### EXERCISE BRIEF
Copy out each line exactly as it appears.

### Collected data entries
## begin
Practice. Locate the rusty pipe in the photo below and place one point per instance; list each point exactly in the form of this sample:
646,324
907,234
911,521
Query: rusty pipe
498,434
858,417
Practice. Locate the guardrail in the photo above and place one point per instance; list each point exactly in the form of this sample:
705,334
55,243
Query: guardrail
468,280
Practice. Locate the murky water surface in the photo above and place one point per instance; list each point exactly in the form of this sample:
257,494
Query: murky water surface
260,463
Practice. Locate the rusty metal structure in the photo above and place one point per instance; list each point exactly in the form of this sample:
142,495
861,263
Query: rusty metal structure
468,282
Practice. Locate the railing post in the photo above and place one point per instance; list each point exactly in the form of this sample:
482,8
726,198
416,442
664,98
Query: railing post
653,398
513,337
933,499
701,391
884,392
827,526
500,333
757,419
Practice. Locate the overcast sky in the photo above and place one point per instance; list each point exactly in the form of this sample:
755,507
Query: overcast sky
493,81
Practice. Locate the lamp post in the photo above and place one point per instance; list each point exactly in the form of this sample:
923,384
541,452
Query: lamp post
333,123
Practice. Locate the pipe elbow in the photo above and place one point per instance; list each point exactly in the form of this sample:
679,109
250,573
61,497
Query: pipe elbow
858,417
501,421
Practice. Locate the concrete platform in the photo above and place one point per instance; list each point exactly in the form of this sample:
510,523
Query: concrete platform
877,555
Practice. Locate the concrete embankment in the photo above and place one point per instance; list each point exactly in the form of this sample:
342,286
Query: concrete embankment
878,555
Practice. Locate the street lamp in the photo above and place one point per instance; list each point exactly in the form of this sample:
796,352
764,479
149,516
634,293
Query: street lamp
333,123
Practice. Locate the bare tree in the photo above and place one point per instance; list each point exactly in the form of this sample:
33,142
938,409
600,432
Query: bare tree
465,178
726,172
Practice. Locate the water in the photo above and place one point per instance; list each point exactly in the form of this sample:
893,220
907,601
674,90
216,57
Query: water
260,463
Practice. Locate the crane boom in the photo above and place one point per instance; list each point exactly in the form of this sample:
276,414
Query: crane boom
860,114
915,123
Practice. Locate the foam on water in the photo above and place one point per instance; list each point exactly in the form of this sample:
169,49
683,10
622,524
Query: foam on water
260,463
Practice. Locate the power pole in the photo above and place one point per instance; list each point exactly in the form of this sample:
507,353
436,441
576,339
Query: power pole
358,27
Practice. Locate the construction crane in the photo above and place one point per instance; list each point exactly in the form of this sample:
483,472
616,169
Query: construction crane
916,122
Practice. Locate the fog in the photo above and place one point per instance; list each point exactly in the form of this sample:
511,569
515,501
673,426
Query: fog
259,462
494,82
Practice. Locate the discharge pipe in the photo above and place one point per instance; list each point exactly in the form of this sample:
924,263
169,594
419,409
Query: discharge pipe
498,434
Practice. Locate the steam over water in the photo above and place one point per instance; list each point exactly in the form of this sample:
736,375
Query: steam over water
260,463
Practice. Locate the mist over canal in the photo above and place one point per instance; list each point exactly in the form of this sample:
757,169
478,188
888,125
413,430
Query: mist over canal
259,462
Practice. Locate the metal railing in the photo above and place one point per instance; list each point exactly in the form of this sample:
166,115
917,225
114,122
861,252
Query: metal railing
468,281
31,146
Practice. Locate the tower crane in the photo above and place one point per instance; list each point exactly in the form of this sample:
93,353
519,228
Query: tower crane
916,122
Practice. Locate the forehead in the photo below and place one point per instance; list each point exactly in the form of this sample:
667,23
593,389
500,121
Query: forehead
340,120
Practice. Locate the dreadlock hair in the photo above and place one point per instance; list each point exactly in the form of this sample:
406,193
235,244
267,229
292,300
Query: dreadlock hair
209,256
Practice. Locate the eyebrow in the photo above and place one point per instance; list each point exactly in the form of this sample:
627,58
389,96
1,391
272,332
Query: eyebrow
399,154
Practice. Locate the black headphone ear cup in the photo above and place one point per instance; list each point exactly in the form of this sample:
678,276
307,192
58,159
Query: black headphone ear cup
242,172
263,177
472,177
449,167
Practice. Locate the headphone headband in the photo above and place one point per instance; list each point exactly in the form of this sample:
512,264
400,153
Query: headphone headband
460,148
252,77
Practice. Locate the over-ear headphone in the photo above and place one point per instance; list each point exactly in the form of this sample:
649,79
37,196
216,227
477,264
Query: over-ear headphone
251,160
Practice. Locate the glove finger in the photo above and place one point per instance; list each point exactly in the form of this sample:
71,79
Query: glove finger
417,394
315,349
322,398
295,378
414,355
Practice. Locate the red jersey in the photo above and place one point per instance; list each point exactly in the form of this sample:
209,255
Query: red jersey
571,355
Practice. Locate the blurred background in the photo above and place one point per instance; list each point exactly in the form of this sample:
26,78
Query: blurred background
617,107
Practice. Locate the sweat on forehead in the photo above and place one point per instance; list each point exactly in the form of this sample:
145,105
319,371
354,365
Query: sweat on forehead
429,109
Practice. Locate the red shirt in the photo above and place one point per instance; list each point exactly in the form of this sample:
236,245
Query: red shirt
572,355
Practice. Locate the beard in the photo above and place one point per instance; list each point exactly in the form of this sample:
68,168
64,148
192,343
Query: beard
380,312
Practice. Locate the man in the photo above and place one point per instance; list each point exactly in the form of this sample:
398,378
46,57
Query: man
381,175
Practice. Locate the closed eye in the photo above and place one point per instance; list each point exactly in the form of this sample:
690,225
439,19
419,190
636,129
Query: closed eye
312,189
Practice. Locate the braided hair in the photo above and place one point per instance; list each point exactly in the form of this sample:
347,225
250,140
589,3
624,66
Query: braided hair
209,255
## end
### RESULT OF THIS EXERCISE
Practice. Locate the rusty pipe in the photo below and place one point per instance; list each point exactly in the form of this sample:
646,324
907,234
911,521
Query: rusty pipe
498,434
858,417
Practice. Locate the guardrail in the photo above and place one point per instance; list each point exactly in the form of this sample:
705,334
55,243
Query: guardrail
468,280
Practice. Locate the murky water surface in the photo above and place one point per instance; list each point exactly in the form of this sample:
257,494
Query: murky water surface
260,463
Practice. Locate the rusty metal structure in the photo above and place one point per instance; list each point exactly in the form of this sample:
142,495
861,263
Query: rusty metal structure
468,282
Practice. Locate the railing post in the photo above and place one point per instance; list each point exactly in the form of this sample:
482,8
726,198
416,442
664,98
Query: railing post
653,398
513,337
933,499
701,391
884,392
827,526
500,333
757,419
Practice. Locate the overcast sky in the photo above and place one point per instance; list each point exactly in the form of this sample:
755,507
Query: overcast sky
493,81
Practice. Locate the lamp post in the photo above and place one point per instance; list each point exactly in the form of this sample:
923,384
541,452
Query: lamp post
333,123
Practice. Locate the pipe elbow in the photo above and place one point per instance; list each point exactly in the form of this sample:
679,109
250,573
61,497
Query: pipe elbow
858,417
501,421
Practice. Locate the concrete platform in the photo above and place one point per instance; list each point exactly in the form of this sample:
510,523
Query: concrete platform
877,555
Practice. Locate the concrete embankment in the photo above and place one point per instance; list each point exactly in the form of this sample:
342,286
Query: concrete embankment
878,555
Practice. Locate the street lamp in the photo above and place one point per instance; list each point exactly in the form of this sample:
796,352
764,479
149,516
634,293
Query: street lamp
333,123
Practice. Locate the bare tree in the photo above and place one point per instance; list each point exactly in the form of this sample:
33,142
938,409
600,432
Query: bare tree
465,178
726,172
Practice. Locate the water in the photo above and place one point per instance; list each point exactly in the form of this sample:
893,220
907,601
674,90
216,57
Query: water
260,463
Practice. Locate the crane boom in the photo above and place one point per instance; list each point exactly in the form of this sample:
276,414
Query: crane boom
860,114
915,123
Practice. Locate the foam on water in the photo above and place one point per instance; list each point exactly in the form of this sample:
169,49
683,10
622,524
Query: foam on water
260,463
Practice. Locate the power pole in the photo above and place one point per instance; list each point exactly in the form of this sample:
507,353
436,441
576,339
Query: power pole
358,27
Practice. Locate the construction crane in the photo above and place one point per instance; list each point exactly in the form of this sample:
483,472
616,169
Query: construction crane
916,122
Practice. Locate the fog in the photo above and place one point per instance; list each point exactly in the form of this sample:
511,569
515,501
673,426
Query: fog
259,462
494,82
Practice. Locate the discharge pipe in the photo above and place one point per instance; list each point exactly in the form of this sample:
924,263
169,594
419,409
Query: discharge pipe
498,434
Practice. Locate the steam over water in the photo above and place one point per instance; list each point exactly in the form of this sample:
736,375
Query: steam over water
260,463
Practice. Locate the mist over canal in the photo above and place one point per instance; list each point exactly in the form of this sample:
757,169
478,188
888,125
413,430
Query: mist over canal
259,462
Practice. Locate the metal railing in the photo above and place one point per instance; list each point exactly in the form of this sample:
166,115
917,225
114,122
861,252
Query: metal railing
468,281
31,146
Practice. Locate the tower crane in the photo above and place one point per instance; list each point exactly in the form of this sample:
93,353
519,228
Query: tower crane
916,122
Practice. Locate the forehead in the photo below and place one point per instance; list each point exactly in the form of this sample:
667,23
593,389
500,121
Query: forehead
340,120
Practice. Locate the dreadlock hair in the photo above and place one point per instance; list each point exactly in the form of this sample:
406,193
235,244
267,229
292,300
Query: dreadlock hair
209,256
Practice. Locate the eyebrow in the photo above and place one point per instance; list each point exactly in the form of this sample:
627,58
389,96
1,391
272,332
Query: eyebrow
399,154
Practice. Locate the black headphone ear cup in the photo above and place one point per instance; list each point exactly in the form of this sample:
678,276
307,192
58,159
Query: black headphone ear cup
242,172
263,177
472,177
449,167
Practice. Locate the headphone headband in the photo above and place one point per instance; list each point exactly in the form of this sample:
512,264
400,153
Query: headphone headband
460,148
252,77
Practice. Locate the over-ear headphone in the photo above and place one point per instance; list each point exactly in the form of this sample:
649,79
37,196
216,227
477,264
Query: over-ear headphone
251,160
Practice. Locate the glove finger in the photo above and place one point per instance; list each point exactly in the form of this sample:
71,79
Query: glove finger
417,394
315,349
322,398
295,378
414,355
Practice. Locate the red jersey in the photo above and place one point per instance; list each point exactly in the form of this sample:
209,255
Query: red jersey
571,355
Practice. Locate the blurred background in the photo above and place one point per instance; list each point exactly in the form of this sample:
26,78
Query: blurred background
617,107
Practice. Locate the sweat on forehead in the photo above and place one point per instance; list each point exactly in the form of this sample:
145,105
319,371
354,365
Query: sweat on forehead
429,109
Practice. Locate the red shirt in the photo above and place one point per instance; list each point exactly in the form of this sample:
236,245
Query: red shirt
572,355
Practice. Locate the beard in the photo above and place one point per instance; list each point exactly in the form of this sample:
68,168
64,148
192,343
Query: beard
380,312
Practice. Locate the man in the photo above and place one point per instance; list each point exactly in the form of this sample:
398,378
46,57
Query: man
381,175
Practice. Locate the closed eye in the photo above and place one point per instance; list each point exactly in the form of this sample:
690,225
439,19
419,190
636,129
Query: closed eye
312,189
Practice. Locate the braided hair in the photo above and place one point per instance; list each point exactly in the form of this sample:
347,225
250,140
589,3
624,66
Query: braided hair
209,255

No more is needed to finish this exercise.